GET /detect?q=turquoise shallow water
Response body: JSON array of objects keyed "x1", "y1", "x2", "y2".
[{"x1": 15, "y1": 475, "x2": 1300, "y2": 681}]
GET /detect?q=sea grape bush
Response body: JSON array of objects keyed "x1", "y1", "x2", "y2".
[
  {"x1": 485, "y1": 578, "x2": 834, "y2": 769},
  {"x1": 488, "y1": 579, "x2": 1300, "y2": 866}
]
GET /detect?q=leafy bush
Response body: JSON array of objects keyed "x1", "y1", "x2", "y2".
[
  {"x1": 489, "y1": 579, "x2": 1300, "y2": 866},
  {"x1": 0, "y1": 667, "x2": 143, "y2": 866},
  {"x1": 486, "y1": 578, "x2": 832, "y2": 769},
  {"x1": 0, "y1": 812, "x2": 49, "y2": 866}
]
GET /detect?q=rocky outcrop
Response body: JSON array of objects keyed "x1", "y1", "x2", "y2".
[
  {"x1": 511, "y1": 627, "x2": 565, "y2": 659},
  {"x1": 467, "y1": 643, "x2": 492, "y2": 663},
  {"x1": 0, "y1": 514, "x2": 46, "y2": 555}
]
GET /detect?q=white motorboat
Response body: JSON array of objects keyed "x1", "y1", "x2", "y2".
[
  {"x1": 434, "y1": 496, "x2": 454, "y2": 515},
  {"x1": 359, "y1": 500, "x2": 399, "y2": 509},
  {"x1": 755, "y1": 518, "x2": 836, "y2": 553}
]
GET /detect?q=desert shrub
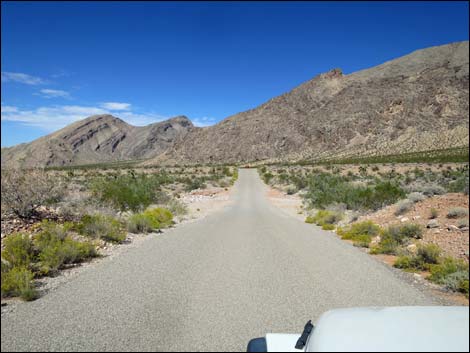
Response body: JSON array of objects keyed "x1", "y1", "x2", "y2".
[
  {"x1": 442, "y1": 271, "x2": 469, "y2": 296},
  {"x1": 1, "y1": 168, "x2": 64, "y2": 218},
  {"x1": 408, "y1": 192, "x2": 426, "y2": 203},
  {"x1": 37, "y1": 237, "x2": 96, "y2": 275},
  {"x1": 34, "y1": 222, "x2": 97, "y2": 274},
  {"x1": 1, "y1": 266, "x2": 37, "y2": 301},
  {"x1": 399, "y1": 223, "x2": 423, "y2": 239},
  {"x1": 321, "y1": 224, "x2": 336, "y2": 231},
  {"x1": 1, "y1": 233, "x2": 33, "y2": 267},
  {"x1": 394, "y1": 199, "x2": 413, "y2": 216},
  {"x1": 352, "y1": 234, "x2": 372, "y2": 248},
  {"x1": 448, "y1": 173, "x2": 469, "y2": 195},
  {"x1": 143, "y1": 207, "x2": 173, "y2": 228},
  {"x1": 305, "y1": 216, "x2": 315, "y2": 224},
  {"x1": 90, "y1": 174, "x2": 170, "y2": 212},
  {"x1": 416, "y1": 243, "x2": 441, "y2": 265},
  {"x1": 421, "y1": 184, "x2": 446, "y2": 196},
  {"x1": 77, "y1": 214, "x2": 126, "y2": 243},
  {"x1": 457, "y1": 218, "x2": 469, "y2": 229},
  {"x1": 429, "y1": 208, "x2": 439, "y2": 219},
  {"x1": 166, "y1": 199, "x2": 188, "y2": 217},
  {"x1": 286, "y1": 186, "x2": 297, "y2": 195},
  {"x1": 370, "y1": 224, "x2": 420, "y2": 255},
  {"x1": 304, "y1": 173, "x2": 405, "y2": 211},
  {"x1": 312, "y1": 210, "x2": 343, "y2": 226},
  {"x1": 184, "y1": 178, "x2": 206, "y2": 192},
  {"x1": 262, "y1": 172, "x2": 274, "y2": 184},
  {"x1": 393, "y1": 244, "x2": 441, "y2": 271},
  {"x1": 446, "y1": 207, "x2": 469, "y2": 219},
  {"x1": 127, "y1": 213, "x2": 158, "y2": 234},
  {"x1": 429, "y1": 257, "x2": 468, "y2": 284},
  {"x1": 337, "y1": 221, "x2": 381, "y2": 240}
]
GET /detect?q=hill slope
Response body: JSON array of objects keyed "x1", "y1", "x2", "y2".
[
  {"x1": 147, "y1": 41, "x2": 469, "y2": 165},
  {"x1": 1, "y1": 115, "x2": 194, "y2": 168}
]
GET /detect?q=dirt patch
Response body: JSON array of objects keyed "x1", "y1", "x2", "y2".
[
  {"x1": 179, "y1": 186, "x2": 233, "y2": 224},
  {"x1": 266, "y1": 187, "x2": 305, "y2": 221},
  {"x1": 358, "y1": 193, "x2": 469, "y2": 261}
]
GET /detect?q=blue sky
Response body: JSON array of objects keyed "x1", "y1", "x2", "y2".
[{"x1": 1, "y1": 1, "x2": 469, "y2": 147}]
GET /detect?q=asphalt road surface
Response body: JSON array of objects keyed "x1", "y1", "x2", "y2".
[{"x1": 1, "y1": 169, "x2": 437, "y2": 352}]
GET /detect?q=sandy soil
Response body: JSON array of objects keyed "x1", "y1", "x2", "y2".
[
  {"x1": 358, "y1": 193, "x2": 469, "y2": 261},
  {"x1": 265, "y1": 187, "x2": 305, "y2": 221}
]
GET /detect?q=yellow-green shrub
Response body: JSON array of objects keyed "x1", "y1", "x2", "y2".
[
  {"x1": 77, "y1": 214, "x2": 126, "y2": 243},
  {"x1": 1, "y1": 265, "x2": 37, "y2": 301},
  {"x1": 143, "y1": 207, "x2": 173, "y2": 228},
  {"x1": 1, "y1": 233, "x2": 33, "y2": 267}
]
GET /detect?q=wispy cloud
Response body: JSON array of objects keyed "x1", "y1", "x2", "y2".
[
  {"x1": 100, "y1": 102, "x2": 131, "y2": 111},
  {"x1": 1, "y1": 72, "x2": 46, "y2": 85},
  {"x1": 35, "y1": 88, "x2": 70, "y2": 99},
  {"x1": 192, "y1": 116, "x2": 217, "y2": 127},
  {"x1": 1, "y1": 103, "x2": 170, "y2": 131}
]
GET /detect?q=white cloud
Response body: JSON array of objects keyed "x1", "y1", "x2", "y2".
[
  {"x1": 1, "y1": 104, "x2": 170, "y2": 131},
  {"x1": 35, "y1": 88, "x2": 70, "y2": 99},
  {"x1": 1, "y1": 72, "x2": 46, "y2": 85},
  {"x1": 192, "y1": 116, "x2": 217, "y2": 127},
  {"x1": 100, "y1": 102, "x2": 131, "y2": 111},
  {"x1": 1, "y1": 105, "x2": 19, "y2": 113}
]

= = = = =

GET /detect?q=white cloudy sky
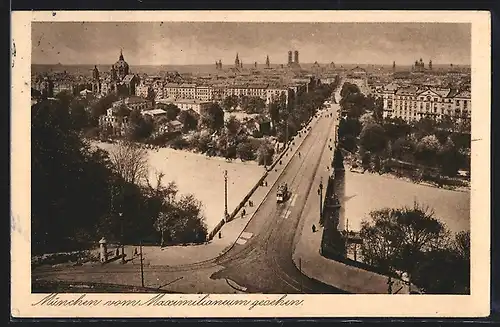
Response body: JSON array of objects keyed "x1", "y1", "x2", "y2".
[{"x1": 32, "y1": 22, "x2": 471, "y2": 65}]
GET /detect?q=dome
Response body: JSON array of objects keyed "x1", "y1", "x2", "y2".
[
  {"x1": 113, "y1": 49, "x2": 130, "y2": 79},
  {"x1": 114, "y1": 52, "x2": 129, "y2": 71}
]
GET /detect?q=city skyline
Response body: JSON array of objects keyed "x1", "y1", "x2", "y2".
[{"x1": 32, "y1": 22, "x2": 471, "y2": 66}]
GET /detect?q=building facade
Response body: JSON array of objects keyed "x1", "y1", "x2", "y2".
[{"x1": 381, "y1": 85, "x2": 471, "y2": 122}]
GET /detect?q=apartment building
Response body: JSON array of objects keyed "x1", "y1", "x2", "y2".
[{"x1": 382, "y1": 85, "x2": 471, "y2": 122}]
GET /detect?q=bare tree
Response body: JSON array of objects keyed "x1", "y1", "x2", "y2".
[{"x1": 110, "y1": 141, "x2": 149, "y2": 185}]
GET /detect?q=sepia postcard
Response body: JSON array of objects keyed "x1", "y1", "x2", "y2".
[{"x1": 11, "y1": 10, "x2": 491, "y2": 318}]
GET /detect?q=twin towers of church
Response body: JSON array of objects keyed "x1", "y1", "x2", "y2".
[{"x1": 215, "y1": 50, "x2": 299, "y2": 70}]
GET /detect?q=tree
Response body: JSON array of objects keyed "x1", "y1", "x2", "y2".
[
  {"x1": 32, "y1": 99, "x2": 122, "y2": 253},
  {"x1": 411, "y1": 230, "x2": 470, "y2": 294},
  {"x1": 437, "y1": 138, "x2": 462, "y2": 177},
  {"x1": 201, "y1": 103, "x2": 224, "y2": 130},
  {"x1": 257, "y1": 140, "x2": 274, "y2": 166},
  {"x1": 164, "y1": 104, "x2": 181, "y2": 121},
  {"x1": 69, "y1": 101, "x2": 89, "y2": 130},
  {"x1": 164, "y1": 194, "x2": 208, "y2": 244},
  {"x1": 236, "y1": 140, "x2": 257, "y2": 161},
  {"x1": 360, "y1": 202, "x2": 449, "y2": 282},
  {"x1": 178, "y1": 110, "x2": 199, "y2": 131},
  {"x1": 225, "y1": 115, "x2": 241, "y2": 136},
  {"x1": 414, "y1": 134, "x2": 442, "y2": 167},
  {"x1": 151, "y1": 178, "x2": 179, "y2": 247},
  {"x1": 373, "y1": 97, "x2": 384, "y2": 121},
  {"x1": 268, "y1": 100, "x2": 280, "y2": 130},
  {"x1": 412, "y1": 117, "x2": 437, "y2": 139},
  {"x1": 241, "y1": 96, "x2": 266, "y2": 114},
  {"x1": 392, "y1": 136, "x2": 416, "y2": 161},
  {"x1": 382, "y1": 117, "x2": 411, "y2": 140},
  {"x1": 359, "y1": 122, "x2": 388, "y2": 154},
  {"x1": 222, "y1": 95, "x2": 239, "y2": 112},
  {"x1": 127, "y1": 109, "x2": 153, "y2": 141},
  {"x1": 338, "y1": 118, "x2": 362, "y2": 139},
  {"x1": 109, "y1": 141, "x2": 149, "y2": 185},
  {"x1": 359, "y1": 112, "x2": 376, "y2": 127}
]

= = = = =

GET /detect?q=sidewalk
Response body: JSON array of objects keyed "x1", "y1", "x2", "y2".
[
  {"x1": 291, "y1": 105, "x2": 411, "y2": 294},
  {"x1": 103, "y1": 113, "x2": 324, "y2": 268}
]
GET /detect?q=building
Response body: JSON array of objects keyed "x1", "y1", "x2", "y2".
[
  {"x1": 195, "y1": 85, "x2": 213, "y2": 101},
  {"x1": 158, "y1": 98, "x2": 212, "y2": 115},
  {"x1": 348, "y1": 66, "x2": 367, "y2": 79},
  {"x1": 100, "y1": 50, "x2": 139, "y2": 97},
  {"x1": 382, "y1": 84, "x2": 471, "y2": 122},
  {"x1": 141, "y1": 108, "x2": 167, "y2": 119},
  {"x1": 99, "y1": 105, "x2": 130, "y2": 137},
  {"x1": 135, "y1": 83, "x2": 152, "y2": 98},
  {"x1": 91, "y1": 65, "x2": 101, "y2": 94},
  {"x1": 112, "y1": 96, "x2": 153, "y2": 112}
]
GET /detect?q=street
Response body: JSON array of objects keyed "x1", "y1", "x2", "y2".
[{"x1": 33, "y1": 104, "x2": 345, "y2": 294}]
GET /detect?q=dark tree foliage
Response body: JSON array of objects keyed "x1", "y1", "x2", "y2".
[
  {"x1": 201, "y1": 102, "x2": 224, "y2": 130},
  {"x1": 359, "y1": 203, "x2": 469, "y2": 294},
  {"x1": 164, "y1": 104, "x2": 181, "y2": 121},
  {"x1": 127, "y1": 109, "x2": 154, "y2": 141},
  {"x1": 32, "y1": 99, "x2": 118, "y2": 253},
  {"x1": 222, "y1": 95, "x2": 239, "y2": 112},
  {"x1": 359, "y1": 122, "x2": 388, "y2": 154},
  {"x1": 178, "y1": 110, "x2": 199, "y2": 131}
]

= = = = =

To do:
Output only an exact transcription of the lines above from the one with "GET /detect?q=leafy bush" up to and including the one with "GET /detect?q=desert shrub".

Result:
GET /detect?q=leafy bush
Response body: JSON array of objects keyed "x1", "y1", "x2", "y2".
[
  {"x1": 489, "y1": 579, "x2": 1300, "y2": 866},
  {"x1": 0, "y1": 667, "x2": 143, "y2": 866},
  {"x1": 486, "y1": 578, "x2": 832, "y2": 769},
  {"x1": 0, "y1": 812, "x2": 49, "y2": 866}
]
GET /detect?q=rocky outcrop
Response body: JSON array of objects keyed "x1", "y1", "x2", "y2".
[
  {"x1": 511, "y1": 627, "x2": 565, "y2": 659},
  {"x1": 467, "y1": 643, "x2": 492, "y2": 663},
  {"x1": 0, "y1": 514, "x2": 46, "y2": 555}
]
GET /detect?q=white motorboat
Response body: JSON array of objects keyed "x1", "y1", "x2", "y2".
[
  {"x1": 434, "y1": 496, "x2": 454, "y2": 515},
  {"x1": 359, "y1": 500, "x2": 399, "y2": 509},
  {"x1": 755, "y1": 518, "x2": 836, "y2": 553}
]
GET /detect?q=desert shrub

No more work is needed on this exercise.